■ **Exercise brief**
Render all of the records below as a two-column CSV with the header instruction,reply and one row per record. Put each record's text under instruction and its answer under reply, each in a single quoted field with line breaks replaced by spaces.
*-*-*
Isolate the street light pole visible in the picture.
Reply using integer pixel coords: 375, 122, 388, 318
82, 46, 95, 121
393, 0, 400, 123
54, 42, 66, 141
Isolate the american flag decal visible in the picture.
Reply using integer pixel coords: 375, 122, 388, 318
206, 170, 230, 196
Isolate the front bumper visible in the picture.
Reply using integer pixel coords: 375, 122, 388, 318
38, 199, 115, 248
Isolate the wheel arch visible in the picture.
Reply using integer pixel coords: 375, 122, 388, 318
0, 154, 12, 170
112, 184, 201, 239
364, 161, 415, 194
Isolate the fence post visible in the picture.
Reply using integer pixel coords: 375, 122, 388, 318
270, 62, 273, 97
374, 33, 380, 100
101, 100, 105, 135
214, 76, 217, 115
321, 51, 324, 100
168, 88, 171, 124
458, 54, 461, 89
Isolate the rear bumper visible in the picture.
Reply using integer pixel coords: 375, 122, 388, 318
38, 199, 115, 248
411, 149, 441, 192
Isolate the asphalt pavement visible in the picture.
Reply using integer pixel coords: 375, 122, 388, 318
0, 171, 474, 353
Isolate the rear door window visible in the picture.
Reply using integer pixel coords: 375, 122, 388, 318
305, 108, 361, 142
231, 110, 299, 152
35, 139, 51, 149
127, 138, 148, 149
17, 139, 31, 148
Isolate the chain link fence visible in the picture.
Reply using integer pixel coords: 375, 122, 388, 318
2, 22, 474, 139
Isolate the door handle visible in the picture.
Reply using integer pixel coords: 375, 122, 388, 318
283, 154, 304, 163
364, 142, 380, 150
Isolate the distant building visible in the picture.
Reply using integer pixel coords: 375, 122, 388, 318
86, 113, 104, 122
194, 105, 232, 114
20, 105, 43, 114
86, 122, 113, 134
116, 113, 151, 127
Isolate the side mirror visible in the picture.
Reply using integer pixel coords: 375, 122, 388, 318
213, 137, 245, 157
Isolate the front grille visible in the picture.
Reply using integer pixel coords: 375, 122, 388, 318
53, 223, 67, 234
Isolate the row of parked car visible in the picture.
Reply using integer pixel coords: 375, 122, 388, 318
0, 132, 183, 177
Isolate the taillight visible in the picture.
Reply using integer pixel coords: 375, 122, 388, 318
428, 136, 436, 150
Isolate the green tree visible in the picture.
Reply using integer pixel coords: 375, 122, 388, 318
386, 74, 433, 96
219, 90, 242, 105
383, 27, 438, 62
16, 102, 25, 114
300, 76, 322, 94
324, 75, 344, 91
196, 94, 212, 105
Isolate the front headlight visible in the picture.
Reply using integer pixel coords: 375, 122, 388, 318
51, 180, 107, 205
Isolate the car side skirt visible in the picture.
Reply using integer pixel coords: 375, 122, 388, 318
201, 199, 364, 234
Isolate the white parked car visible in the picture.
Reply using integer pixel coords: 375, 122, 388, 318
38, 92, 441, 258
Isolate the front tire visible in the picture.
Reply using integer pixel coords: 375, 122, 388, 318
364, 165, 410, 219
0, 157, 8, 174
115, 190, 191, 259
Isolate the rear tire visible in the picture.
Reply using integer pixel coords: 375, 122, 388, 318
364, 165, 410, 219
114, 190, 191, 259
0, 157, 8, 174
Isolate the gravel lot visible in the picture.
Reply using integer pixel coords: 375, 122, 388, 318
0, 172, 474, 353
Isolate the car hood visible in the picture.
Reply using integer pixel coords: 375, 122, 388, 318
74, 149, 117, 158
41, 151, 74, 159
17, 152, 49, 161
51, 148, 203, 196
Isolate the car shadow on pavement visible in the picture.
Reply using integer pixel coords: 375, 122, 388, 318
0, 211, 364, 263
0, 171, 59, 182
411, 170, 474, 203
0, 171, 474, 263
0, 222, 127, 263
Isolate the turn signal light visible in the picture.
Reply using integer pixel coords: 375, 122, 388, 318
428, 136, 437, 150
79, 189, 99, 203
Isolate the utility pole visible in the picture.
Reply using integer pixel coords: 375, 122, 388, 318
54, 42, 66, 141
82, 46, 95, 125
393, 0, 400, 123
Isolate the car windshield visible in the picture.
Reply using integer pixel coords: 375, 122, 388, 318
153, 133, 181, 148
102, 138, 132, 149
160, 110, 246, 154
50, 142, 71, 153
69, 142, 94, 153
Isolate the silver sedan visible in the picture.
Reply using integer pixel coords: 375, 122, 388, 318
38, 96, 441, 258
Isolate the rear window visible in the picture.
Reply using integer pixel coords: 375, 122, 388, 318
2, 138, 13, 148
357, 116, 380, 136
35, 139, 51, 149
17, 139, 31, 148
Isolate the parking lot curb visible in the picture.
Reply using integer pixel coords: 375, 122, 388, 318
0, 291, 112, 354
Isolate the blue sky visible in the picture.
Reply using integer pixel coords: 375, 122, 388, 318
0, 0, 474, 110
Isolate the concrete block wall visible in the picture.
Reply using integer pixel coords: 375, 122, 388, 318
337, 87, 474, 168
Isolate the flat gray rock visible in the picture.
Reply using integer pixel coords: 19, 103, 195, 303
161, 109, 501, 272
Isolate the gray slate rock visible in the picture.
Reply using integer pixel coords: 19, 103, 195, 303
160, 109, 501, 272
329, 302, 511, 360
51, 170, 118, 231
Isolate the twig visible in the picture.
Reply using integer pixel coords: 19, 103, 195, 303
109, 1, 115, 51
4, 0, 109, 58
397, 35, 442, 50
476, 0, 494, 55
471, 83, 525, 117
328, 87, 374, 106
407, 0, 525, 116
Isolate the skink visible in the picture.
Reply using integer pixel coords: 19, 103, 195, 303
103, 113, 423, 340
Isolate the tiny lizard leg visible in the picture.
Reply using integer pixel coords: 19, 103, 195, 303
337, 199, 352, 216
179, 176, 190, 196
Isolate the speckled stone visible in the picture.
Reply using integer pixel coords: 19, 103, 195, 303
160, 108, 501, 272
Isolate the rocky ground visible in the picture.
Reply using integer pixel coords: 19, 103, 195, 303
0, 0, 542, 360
*-*-*
■ **Result of this task**
instruction,reply
"Isolate the street light pole visible in the picture. Reply using integer pixel coords: 375, 122, 388, 318","82, 46, 95, 121 393, 0, 400, 123 54, 42, 66, 141"
"Isolate the american flag decal visible in the picture. Reply using integer pixel coords: 375, 122, 388, 318","206, 170, 230, 196"
"Isolate the front bumper visible in the picture. Reply using integer pixel coords: 375, 122, 388, 318","38, 199, 115, 248"
"Isolate the wheel arch visible in the picture. Reply using integer pixel coords: 375, 122, 388, 318","0, 154, 12, 170 112, 184, 201, 239 364, 161, 415, 194"
"Isolate the fence post visible in the picture. Reply using integer pixel coords: 375, 122, 388, 318","270, 62, 273, 97 374, 33, 380, 100 101, 100, 105, 135 214, 76, 217, 115 321, 51, 324, 100 168, 88, 171, 124 458, 54, 461, 89"
"Isolate the rear bumper visible in the picture. Reply using integer pixel coords: 375, 122, 388, 318","38, 199, 115, 248 411, 149, 441, 192"
"Isolate the asphalt pavement visible in the picture. Reply using integer pixel coords: 375, 122, 388, 318","0, 171, 474, 353"
"Isolate the rear door window visible in the picture. Reply using integer pixel coords: 375, 122, 388, 318","305, 108, 361, 142 231, 110, 299, 152 35, 139, 51, 149 127, 138, 148, 149 17, 139, 31, 148"
"Isolate the chain link fence visible in the picture. Reply using integer pixel coords: 375, 122, 388, 318","2, 22, 474, 139"
"Isolate the door handle visible in the picture. Reply using integer pixel coords: 375, 122, 388, 318","283, 154, 304, 163 364, 142, 380, 150"
"Isolate the distant building visible in the picture. Reply using integer pixel coords: 375, 122, 388, 318","86, 113, 104, 122 194, 105, 232, 114 20, 105, 43, 114 86, 122, 113, 134 116, 113, 151, 127"
"Isolate the side mirror visible in the picture. Reply using integer pixel coords: 375, 122, 388, 318","213, 137, 245, 157"
"Isolate the front grille visible in the picture. Reply using integer pixel coords: 375, 122, 388, 318","53, 223, 67, 234"
"Isolate the row of parked car visible in the picture. Reply using integer pixel coords: 375, 122, 388, 318","0, 132, 183, 177"
"Isolate the taillight visible in the picture. Reply using integer pixel coords: 375, 122, 388, 318","428, 136, 436, 150"
"Isolate the green tree visible in the picture. Reply using integer pixel coords: 375, 122, 388, 318","386, 74, 433, 96 219, 90, 242, 105 383, 27, 438, 62 16, 102, 25, 114 300, 76, 322, 94 324, 75, 344, 91 196, 94, 212, 105"
"Isolate the front headlight visible in the picture. Reply using integer pixel coords: 375, 122, 388, 318","51, 180, 107, 205"
"Isolate the car side skirt visible in the picture. Reply using integer pixel coords: 375, 122, 388, 318","201, 199, 364, 234"
"Isolate the white parked car visible in the picture. Reply using integer pixel coords: 375, 122, 388, 318","38, 92, 441, 258"
"Isolate the front tire visible in the picture. Reply using integer pixel coords: 375, 122, 388, 318","364, 165, 410, 219 0, 157, 8, 174 115, 190, 191, 259"
"Isolate the rear tire visible in the picture. Reply using integer pixel coords: 375, 122, 388, 318","364, 165, 410, 219 114, 190, 191, 259 0, 157, 8, 174"
"Isolate the gravel lot visible in the picture. Reply using integer pixel coords: 375, 122, 388, 318","0, 172, 474, 353"
"Isolate the car hood visible in the picture. Reply using integer pixel coords: 375, 122, 388, 318","74, 149, 117, 158 41, 151, 74, 159 17, 152, 49, 161 51, 148, 203, 196"
"Isolate the car shadow on pavement visible in the picture. Reply using integer pixel coords: 375, 122, 388, 318","0, 211, 364, 263 0, 171, 59, 182 411, 170, 474, 203 0, 171, 474, 263 0, 222, 127, 263"
"Isolate the turn signal light visible in the picture. Reply using integer pixel coords: 375, 122, 388, 318","428, 136, 437, 150 79, 189, 99, 203"
"Isolate the utility pole visible in the picture. Reply using integer pixel coords: 375, 122, 388, 318","54, 42, 66, 141 82, 46, 95, 125 393, 0, 400, 123"
"Isolate the car windshield visible in the picture. Reply using integer pixel coords: 375, 122, 388, 318","153, 133, 181, 148 102, 138, 132, 149 160, 110, 246, 154 50, 142, 71, 153 69, 142, 94, 153"
"Isolate the silver sedan visible in the picture. Reply using integer pixel coords: 375, 122, 388, 318","38, 96, 441, 258"
"Isolate the rear window visible in the picture. Reply using integer pixel coords: 375, 122, 388, 318","2, 138, 13, 148 357, 116, 380, 136 35, 139, 51, 149 17, 139, 31, 148"
"Isolate the parking lot curb visible in the picture. Reply using integer pixel coords: 375, 122, 388, 318","0, 291, 112, 354"
"Isolate the blue sky visible in the picture. Reply using integer pixel coords: 375, 122, 388, 318","0, 0, 474, 110"
"Isolate the concrete block wall visible in the picture. Reply using integer pixel coords: 375, 122, 388, 318","337, 87, 474, 168"
"Isolate the flat gray rock visible in the picture. Reply using integer pixel coords: 19, 103, 195, 303","161, 109, 501, 272"
"Isolate the gray slate rock visible in the picture. Reply using integer pixel coords: 19, 103, 195, 303","160, 109, 501, 272 329, 302, 511, 360 51, 170, 118, 231"
"Isolate the twig visible in the picture. Reply using integer pixel coords: 19, 103, 195, 303","109, 1, 115, 51 4, 0, 109, 58 397, 35, 442, 50 476, 0, 494, 55 471, 83, 525, 117 328, 87, 374, 106 407, 0, 525, 116"
"Isolate the skink visible in the picture. Reply using integer pixel coords: 19, 103, 195, 303","103, 113, 423, 340"
"Isolate the tiny lizard leg visible in the picture. Reply using integer pixel coords: 19, 103, 195, 303","337, 199, 352, 216 179, 176, 190, 196"
"Isolate the speckled stone visible in the picture. Reply using integer pixel coords: 19, 103, 195, 303","160, 108, 501, 272"
"Isolate the rocky ground visible in the picture. Reply using integer pixel coords: 19, 103, 195, 303","0, 0, 542, 360"